■ Given problem
Rewrite the data below, switching every "outline" to "trace" and leaving everything else as it is.

Source records:
------------------------------
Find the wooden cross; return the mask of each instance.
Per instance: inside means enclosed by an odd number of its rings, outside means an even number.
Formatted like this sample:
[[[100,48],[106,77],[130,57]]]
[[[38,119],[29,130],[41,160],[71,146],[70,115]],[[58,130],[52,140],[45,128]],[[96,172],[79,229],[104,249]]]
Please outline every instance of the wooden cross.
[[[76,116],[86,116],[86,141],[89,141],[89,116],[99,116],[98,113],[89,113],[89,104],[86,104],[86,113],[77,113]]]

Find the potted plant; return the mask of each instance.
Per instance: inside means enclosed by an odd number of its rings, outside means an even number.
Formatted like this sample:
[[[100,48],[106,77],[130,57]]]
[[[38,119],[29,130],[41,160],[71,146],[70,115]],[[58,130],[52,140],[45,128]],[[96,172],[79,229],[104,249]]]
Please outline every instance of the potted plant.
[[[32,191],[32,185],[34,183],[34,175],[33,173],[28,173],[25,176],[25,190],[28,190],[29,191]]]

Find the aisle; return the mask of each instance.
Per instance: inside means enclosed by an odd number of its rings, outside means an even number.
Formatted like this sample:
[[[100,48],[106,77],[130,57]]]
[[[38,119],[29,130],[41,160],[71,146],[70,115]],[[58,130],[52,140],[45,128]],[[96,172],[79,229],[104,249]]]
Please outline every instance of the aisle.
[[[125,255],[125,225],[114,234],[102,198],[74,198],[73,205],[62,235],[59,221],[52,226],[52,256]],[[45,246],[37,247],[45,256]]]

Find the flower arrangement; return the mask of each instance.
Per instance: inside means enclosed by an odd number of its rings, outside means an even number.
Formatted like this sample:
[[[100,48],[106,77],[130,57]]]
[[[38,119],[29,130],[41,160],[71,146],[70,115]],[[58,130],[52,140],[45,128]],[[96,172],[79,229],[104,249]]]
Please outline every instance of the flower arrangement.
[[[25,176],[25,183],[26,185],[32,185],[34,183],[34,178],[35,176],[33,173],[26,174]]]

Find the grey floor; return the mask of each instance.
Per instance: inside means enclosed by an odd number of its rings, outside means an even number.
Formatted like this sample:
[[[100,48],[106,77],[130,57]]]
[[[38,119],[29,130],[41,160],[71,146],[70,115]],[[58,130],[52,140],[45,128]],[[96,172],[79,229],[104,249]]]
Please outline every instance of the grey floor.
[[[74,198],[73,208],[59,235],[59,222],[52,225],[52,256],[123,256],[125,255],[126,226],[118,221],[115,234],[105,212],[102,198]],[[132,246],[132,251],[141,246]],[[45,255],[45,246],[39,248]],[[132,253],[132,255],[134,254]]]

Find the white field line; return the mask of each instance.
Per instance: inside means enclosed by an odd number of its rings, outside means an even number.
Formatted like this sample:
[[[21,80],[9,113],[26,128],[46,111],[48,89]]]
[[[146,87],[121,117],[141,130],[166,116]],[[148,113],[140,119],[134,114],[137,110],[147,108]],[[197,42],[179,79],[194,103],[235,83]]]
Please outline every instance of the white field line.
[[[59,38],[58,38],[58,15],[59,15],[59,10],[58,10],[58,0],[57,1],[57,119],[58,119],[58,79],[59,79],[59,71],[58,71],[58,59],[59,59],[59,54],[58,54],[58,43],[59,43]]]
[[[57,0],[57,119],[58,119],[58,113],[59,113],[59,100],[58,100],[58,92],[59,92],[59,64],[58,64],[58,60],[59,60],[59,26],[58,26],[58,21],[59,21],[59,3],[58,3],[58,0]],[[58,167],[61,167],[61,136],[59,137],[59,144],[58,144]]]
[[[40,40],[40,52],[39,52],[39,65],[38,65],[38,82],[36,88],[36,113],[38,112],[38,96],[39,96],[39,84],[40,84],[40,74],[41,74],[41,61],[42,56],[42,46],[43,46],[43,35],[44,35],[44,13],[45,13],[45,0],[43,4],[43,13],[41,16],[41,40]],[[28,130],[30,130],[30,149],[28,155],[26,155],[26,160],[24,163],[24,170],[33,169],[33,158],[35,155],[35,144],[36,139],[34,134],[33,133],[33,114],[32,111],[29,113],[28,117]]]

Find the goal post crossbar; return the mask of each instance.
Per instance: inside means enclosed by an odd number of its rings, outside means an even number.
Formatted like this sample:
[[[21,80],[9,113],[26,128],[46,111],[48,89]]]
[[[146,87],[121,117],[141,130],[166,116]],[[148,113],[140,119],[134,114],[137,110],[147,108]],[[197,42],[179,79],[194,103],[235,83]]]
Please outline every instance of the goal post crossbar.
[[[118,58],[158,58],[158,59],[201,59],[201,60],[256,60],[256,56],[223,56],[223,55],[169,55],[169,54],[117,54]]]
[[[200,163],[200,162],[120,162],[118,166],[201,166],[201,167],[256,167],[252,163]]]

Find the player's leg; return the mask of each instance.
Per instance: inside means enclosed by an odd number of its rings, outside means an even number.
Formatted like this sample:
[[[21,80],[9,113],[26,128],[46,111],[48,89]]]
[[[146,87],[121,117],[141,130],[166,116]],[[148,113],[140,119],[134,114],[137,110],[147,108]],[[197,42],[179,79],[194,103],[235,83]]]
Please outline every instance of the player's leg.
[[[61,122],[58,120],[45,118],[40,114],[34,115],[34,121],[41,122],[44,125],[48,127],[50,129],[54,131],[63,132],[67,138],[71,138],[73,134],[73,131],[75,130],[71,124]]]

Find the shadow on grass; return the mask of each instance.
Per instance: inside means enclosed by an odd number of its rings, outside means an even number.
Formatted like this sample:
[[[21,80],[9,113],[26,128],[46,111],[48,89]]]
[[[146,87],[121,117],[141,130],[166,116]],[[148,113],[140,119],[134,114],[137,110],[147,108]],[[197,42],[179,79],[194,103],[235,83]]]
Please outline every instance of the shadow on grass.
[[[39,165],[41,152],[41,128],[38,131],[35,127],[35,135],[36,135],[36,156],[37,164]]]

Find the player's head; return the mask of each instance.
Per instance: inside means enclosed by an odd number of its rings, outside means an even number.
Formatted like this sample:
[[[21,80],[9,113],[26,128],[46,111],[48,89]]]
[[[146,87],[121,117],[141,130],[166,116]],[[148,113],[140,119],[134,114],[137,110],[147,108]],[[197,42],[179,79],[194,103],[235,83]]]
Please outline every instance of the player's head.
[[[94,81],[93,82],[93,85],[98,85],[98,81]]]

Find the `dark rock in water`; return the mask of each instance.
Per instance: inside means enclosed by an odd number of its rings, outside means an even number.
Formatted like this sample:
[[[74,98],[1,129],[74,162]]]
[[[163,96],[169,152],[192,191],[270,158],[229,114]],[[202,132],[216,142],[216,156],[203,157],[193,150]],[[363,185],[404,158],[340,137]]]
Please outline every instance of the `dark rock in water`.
------------------------------
■ Worked answer
Find the wooden cross; return the mask of each instance.
Per instance: inside means enclosed by an odd number of its rings, outside means an even number.
Formatted like this sample:
[[[100,48],[106,77],[130,57]]]
[[[38,119],[29,130],[41,160],[71,146],[70,115]],[[58,130],[52,140],[45,128]],[[96,172],[79,229],[104,249]]]
Please trace every instance of the wooden cross.
[[[76,116],[86,116],[86,141],[89,141],[89,116],[99,116],[98,113],[89,113],[89,104],[86,104],[86,113],[77,113]]]

Find the potted plant; return the mask of each instance.
Per instance: inside means enclosed by an odd number of its rings, outside means an even number.
Formatted like this sample:
[[[100,48],[106,77],[130,57]]]
[[[38,119],[29,130],[41,160],[71,146],[70,115]],[[58,130],[52,140],[45,128]],[[96,172],[79,229],[104,249]]]
Please trace every instance of the potted plant.
[[[32,191],[32,185],[34,183],[34,175],[33,173],[28,173],[25,176],[25,190],[28,190],[29,191]]]

Find the aisle; return the mask of each instance.
Per instance: inside means enclosed by an odd number of its rings, outside means an even number.
Formatted like this sample:
[[[100,48],[106,77],[130,57]]]
[[[38,119],[29,130],[41,160],[71,146],[70,115]],[[58,130],[52,140],[45,128]],[[96,172],[79,229],[104,249]]]
Please trace every instance of the aisle.
[[[125,255],[125,225],[114,234],[102,198],[74,198],[73,205],[62,235],[59,221],[52,226],[52,256]],[[45,246],[37,247],[45,256]]]

Find the flower arrangement; return the mask of each instance.
Per instance: inside means enclosed by an odd number of its rings, outside means an even number.
Formatted like this sample:
[[[100,48],[106,77],[130,57]]]
[[[38,119],[29,130],[41,160],[71,146],[70,115]],[[58,130],[52,140],[45,128]],[[96,172],[79,229],[104,249]]]
Please trace every instance of the flower arrangement.
[[[25,176],[25,183],[26,185],[32,185],[34,183],[34,178],[35,176],[33,173],[26,174]]]

Find the grey floor; return the mask of each instance.
Per instance: inside means enclosed by an odd number of its rings, outside means an even number.
Formatted like this sample:
[[[100,48],[106,77],[130,57]]]
[[[38,119],[29,130],[41,160],[71,146],[70,115]],[[58,130],[52,140],[45,128]],[[96,172],[79,229],[104,249]]]
Please trace every instance of the grey floor.
[[[74,198],[73,208],[59,235],[59,222],[52,225],[52,256],[123,256],[125,255],[126,226],[118,221],[115,234],[105,212],[102,198]],[[132,246],[132,251],[141,246]],[[45,255],[45,246],[39,248]],[[132,253],[132,255],[134,254]]]

Find the white field line; return the mask of each instance.
Per instance: inside means enclosed by an odd number of its rings, outside means an even number.
Formatted like this sample:
[[[21,80],[9,113],[26,128],[46,111],[48,89]]]
[[[146,87],[121,117],[141,130],[166,116]],[[148,113],[140,119],[134,114],[137,110],[147,108]],[[197,42],[179,79],[194,103],[235,83]]]
Please trace every instance of the white field line.
[[[59,38],[58,38],[58,15],[59,15],[59,10],[58,10],[58,0],[57,1],[57,119],[58,119],[58,79],[59,79],[59,71],[58,71],[58,59],[59,59],[59,54],[58,54],[58,43],[59,43]]]
[[[57,0],[57,119],[58,119],[58,113],[59,113],[59,100],[58,100],[58,92],[59,92],[59,64],[58,64],[58,60],[59,60],[59,26],[58,26],[58,21],[59,21],[59,3],[58,3],[58,0]],[[58,167],[61,167],[61,136],[59,137],[59,144],[58,144]]]
[[[40,40],[40,52],[39,52],[39,65],[38,65],[38,82],[36,88],[36,113],[38,112],[38,96],[39,96],[39,84],[40,84],[40,74],[41,74],[41,61],[42,56],[42,46],[43,46],[43,35],[44,35],[44,13],[45,13],[45,0],[43,4],[43,13],[41,16],[41,40]],[[28,130],[30,130],[30,149],[28,155],[26,155],[26,160],[24,163],[24,170],[33,169],[33,158],[35,155],[35,144],[36,139],[34,134],[33,133],[33,114],[32,111],[29,113],[28,117]]]

Find the goal post crossbar; return the mask of each instance.
Per instance: inside means enclosed by an odd number of its rings, outside means an even number.
Formatted like this sample:
[[[21,80],[9,113],[26,128],[46,111],[48,89]]]
[[[146,87],[121,117],[141,130],[166,116]],[[148,113],[140,119],[134,114],[137,110],[147,108]],[[197,42],[179,79],[194,103],[235,83]]]
Please trace every instance of the goal post crossbar.
[[[118,58],[158,58],[158,59],[201,59],[201,60],[256,60],[256,56],[223,56],[223,55],[169,55],[169,54],[117,54]]]
[[[200,163],[200,162],[120,162],[118,166],[201,166],[201,167],[256,167],[252,163]]]

Find the player's leg; return the mask of each instance.
Per instance: inside means enclosed by an odd number of its rings, outside means an even number.
Formatted like this sample:
[[[21,80],[9,113],[26,128],[46,111],[48,89]]]
[[[146,87],[121,117],[141,130],[166,116]],[[148,113],[140,119],[134,114],[137,110],[147,108]],[[197,42],[179,79],[194,103],[235,83]]]
Please trace every instance of the player's leg.
[[[61,122],[58,120],[45,118],[40,114],[34,115],[34,121],[41,122],[44,125],[48,127],[50,129],[54,131],[63,132],[67,138],[71,138],[73,134],[73,131],[75,130],[71,124]]]

Find the shadow on grass; return the mask of each instance.
Per instance: inside means enclosed by an odd number of its rings, outside means an even number.
Formatted like this sample:
[[[21,80],[9,113],[26,128],[46,111],[48,89]]]
[[[146,87],[121,117],[141,130],[166,116]],[[148,113],[140,119],[134,114],[137,110],[147,108]],[[197,42],[179,79],[194,103],[235,83]]]
Please trace every instance of the shadow on grass.
[[[39,165],[41,152],[41,128],[38,131],[35,127],[35,135],[36,135],[36,156],[37,164]]]

Find the player's head; return the mask of each instance.
Per instance: inside means enclosed by an odd number of its rings, outside means an even number.
Formatted like this sample:
[[[21,80],[9,113],[26,128],[46,111],[48,89]]]
[[[146,87],[121,117],[141,130],[166,116]],[[148,113],[140,119],[134,114],[137,110],[147,108]],[[197,42],[179,79],[194,103],[235,83]]]
Please trace every instance of the player's head.
[[[94,81],[93,82],[93,85],[98,85],[98,81]]]

Find the `dark rock in water`; return the mask of each instance.
Per instance: inside means enclosed by an odd number of its rings, outside means an even number.
Formatted like this sample:
[[[74,98],[1,129],[74,162]]]
[[[163,96],[169,152],[192,191],[270,158],[229,114]],[[202,132],[216,142],[216,156],[203,157],[193,150]],[[363,185],[404,158],[340,137]]]
Please trace every instance of the `dark rock in water`.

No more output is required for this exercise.